◆ **PROBLEM**
Pull out each line of the items below that includes the string "Target", and list those lines in order. Matching is case-sensitive.

◆ **DATASET EXCERPTS**
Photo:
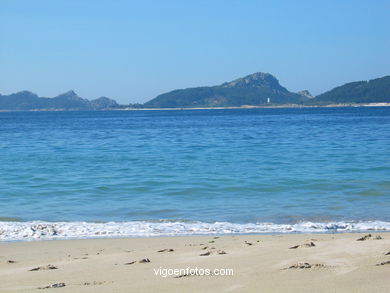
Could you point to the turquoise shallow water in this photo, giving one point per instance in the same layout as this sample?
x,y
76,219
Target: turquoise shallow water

==

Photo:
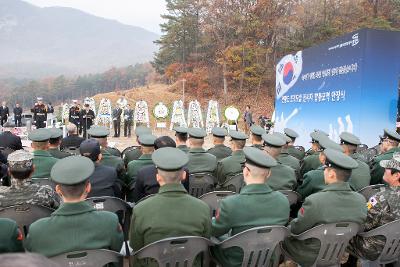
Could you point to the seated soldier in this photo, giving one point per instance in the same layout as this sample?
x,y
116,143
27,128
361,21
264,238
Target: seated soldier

◆ **REPLY TO THE EXERCISE**
Target: turquoise shallow water
Target: seated soldier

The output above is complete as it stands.